TASK DIRECTIONS -
In this exercise, copy exactly the lines from the one that contains "Each instance of the bush" through the end of the entries below; pictures are not copied.

───── GIVEN INFORMATION

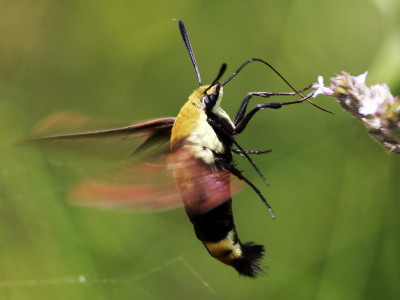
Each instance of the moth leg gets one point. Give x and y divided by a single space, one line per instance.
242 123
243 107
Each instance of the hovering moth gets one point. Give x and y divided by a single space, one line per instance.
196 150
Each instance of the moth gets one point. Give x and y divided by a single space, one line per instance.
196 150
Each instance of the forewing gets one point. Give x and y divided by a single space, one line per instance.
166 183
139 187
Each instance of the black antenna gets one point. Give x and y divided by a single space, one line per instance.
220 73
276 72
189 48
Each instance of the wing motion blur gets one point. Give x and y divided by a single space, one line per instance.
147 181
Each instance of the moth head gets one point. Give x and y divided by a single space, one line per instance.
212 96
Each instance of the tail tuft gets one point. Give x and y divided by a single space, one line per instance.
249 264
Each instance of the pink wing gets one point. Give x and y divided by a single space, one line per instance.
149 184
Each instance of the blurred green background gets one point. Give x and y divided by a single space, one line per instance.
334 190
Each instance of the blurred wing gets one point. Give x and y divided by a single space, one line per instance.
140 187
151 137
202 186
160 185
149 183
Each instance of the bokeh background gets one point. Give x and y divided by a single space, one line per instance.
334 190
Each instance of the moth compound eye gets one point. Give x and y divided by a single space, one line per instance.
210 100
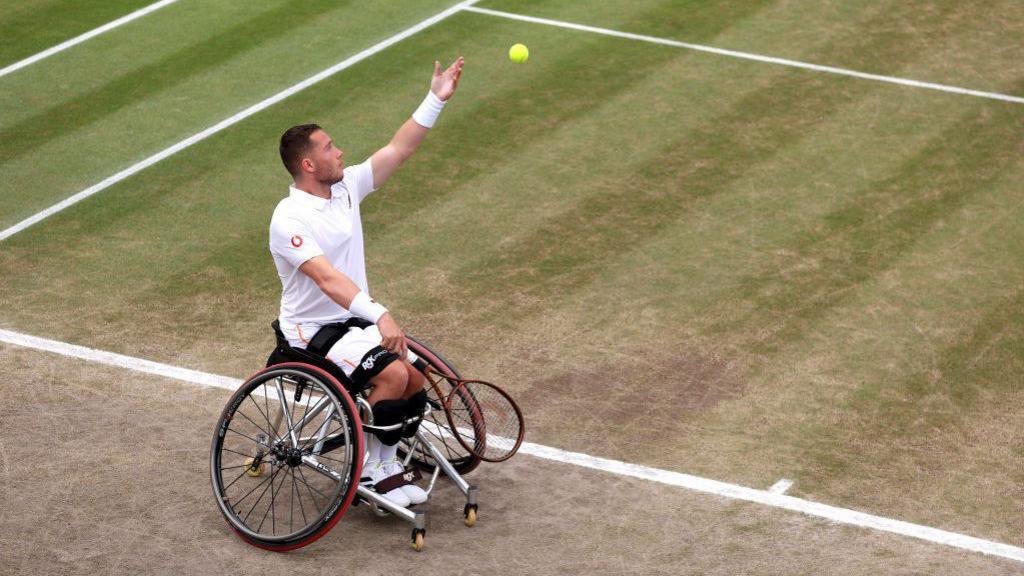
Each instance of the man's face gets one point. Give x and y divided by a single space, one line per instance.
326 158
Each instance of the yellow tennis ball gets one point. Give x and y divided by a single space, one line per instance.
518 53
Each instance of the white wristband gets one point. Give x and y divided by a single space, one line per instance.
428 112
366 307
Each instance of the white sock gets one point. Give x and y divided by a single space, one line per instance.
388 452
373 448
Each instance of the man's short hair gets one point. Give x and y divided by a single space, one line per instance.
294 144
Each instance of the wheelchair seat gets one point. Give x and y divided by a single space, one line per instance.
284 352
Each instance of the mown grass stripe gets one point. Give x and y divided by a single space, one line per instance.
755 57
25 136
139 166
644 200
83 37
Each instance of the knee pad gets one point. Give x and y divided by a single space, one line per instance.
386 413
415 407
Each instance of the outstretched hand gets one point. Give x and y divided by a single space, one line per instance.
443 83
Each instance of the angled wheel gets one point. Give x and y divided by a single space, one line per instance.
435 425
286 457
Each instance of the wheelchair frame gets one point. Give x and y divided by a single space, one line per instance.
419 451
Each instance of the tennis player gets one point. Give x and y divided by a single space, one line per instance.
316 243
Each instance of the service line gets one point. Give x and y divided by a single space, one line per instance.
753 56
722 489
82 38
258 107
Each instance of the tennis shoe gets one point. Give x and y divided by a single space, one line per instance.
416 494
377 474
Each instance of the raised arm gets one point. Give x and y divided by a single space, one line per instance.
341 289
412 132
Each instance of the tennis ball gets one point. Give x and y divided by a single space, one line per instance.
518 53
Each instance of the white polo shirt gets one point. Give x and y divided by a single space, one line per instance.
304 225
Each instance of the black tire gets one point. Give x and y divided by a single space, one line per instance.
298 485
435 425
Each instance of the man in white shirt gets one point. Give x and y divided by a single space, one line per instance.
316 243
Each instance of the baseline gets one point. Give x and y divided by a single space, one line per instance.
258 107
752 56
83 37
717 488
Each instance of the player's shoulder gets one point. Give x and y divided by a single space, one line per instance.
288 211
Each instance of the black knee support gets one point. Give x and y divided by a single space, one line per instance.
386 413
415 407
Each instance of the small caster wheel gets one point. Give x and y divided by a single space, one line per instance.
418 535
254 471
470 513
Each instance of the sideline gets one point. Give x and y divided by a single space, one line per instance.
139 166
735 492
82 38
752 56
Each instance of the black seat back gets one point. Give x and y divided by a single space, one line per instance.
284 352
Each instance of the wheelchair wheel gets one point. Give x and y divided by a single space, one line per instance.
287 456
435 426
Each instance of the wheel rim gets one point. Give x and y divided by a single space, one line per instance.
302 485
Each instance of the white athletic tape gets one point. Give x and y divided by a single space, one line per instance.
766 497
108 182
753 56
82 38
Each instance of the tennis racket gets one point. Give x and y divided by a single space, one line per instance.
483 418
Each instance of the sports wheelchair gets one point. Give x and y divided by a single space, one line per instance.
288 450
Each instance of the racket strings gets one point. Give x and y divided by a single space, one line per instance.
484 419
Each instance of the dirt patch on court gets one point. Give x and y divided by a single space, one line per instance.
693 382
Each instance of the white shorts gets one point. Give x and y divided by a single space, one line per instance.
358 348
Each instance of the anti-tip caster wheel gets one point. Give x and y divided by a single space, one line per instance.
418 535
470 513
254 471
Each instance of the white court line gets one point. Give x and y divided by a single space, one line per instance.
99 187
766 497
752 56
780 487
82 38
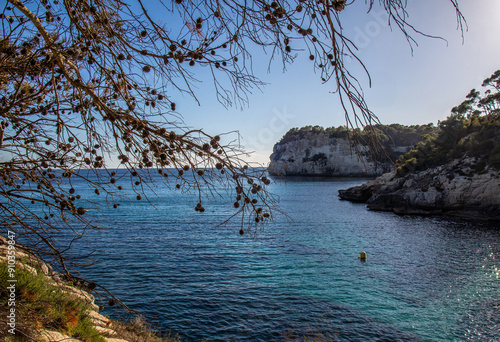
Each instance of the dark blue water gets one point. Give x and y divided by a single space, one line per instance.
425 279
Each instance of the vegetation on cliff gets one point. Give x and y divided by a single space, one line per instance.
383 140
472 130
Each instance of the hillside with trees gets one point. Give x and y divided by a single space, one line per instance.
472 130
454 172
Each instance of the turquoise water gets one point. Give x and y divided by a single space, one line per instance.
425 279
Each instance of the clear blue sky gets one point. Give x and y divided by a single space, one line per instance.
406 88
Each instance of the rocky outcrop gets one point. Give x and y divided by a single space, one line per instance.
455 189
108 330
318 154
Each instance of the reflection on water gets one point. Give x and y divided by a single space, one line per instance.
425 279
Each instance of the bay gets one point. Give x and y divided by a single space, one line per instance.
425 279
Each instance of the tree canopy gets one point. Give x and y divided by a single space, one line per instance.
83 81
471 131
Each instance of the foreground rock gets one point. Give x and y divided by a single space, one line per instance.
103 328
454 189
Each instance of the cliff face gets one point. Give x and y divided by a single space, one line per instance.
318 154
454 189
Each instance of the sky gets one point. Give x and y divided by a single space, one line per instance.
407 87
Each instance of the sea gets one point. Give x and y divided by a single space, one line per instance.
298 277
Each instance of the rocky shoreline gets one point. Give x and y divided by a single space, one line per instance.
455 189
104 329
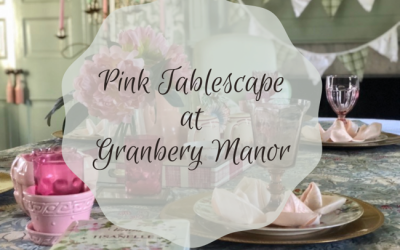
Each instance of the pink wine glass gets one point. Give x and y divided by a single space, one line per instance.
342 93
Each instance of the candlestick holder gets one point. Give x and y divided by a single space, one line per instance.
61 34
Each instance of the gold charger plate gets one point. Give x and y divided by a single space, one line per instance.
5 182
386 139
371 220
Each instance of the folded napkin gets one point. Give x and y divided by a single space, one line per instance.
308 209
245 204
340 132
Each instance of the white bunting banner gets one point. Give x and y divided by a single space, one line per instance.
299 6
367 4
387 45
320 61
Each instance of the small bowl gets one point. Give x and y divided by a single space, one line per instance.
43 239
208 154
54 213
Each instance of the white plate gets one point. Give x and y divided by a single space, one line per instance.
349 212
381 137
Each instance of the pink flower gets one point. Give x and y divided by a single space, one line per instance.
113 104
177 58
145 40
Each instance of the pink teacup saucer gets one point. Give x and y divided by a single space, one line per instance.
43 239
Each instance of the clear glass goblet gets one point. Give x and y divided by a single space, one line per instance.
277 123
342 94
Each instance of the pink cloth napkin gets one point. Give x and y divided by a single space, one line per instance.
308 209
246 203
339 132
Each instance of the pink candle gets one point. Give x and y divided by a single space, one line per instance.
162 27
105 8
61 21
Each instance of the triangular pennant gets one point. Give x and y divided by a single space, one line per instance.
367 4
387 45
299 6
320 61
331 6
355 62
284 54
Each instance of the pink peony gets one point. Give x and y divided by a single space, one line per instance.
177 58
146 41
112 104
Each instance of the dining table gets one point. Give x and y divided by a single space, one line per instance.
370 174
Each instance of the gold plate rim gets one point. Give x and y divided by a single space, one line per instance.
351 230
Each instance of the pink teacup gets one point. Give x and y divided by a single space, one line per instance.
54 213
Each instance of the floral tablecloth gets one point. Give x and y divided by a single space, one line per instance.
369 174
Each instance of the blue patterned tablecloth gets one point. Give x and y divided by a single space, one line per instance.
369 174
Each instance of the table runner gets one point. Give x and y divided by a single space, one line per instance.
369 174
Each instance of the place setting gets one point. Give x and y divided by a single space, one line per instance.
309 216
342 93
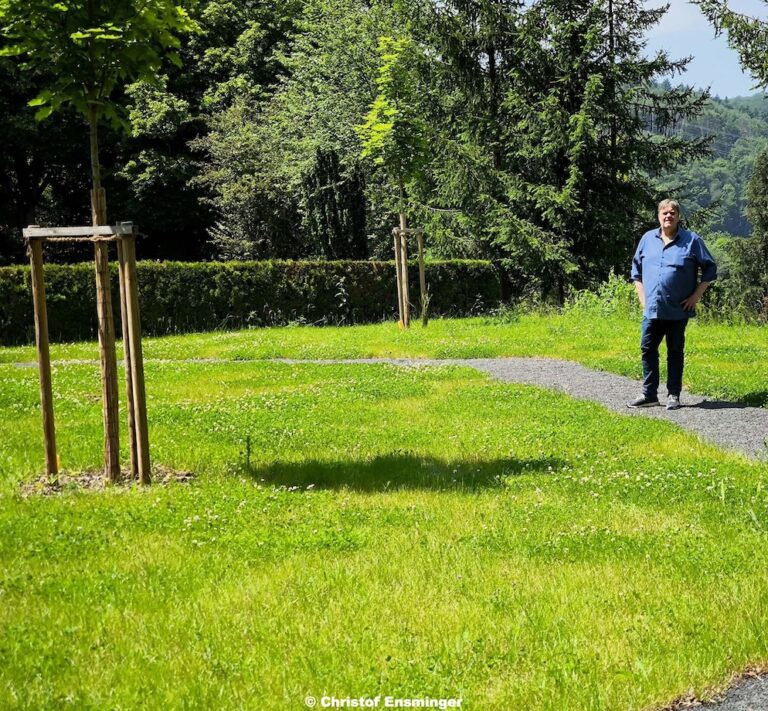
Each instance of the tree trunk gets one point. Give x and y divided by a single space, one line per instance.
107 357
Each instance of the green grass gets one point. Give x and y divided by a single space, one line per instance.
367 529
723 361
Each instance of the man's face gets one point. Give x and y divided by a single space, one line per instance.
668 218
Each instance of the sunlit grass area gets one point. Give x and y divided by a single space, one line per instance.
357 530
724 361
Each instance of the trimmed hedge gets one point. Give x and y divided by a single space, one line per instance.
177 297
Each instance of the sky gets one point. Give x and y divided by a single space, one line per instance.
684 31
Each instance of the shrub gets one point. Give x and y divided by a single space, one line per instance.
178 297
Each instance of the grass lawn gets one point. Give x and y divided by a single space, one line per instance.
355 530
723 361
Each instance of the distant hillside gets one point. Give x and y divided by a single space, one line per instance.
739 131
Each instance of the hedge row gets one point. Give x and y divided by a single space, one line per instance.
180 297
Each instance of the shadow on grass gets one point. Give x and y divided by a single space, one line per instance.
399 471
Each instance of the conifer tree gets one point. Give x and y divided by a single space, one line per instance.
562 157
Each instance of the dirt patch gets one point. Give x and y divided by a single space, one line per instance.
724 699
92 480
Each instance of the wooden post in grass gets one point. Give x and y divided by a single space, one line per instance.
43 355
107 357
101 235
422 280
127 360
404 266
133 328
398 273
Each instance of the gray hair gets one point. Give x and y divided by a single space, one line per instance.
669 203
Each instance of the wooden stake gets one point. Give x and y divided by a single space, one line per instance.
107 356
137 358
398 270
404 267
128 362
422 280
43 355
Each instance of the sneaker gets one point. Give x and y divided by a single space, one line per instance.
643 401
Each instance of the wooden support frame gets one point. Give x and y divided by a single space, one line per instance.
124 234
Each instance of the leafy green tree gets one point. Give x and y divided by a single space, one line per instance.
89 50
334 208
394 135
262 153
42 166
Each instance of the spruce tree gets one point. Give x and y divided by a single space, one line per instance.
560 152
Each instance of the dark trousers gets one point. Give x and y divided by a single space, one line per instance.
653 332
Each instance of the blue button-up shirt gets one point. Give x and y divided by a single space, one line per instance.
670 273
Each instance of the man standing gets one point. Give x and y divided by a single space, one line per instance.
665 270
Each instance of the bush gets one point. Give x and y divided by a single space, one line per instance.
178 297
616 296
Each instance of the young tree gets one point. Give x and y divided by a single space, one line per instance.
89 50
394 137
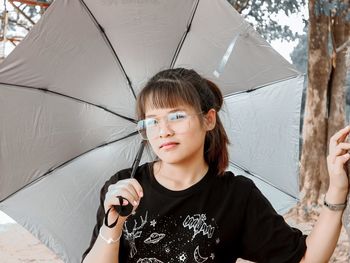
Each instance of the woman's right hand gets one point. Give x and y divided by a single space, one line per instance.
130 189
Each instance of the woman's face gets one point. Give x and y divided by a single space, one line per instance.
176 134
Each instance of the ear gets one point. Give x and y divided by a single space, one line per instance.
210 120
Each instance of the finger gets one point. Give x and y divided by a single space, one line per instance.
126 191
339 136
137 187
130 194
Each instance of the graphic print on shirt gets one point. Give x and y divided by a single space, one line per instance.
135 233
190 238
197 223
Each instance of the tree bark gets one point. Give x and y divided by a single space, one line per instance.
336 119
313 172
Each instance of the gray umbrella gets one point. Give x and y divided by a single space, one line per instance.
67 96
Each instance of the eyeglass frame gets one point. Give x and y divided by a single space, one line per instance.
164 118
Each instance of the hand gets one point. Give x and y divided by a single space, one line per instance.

──────────

FINISHED EXERCISE -
Each instance of the bush gets one point. Give x and y divided by a single space, one line per instance.
178 297
616 296
Each instance of the young tree gets one point. Give x and y divided by a single space, one line per instance.
89 50
394 137
Each instance of the woman's right hand gets one point. Give x and y divided by a single space, one line per instance.
130 189
Each instance of the woman's face gets one point. Give x and y divided by a single space, one line per instance.
176 134
Each instance of the ear gets one point. Give x and y divided by a single space, one line per instance.
210 120
Each instance of the finger gets one point. Give x and y divided by a single space, one line per instance.
126 191
339 136
137 187
130 194
Each instance of the graphic print on shirt gets one point. Give x and y divided by a single space, one line per instance.
135 233
190 238
197 223
Each instance of the tree bark gets one point. Give x and y divided by a single space, one line per instance.
336 119
313 172
Each instance of the gray umbrella gets one point. Give x and y divided by a single space, one line per instance.
67 96
Each instance of the eyeglass frame gets one point. Give x and y divided by a single space, one line per instance.
164 118
Each instance of the hand gets one point. Give x and y divided by a single space, one line per instance.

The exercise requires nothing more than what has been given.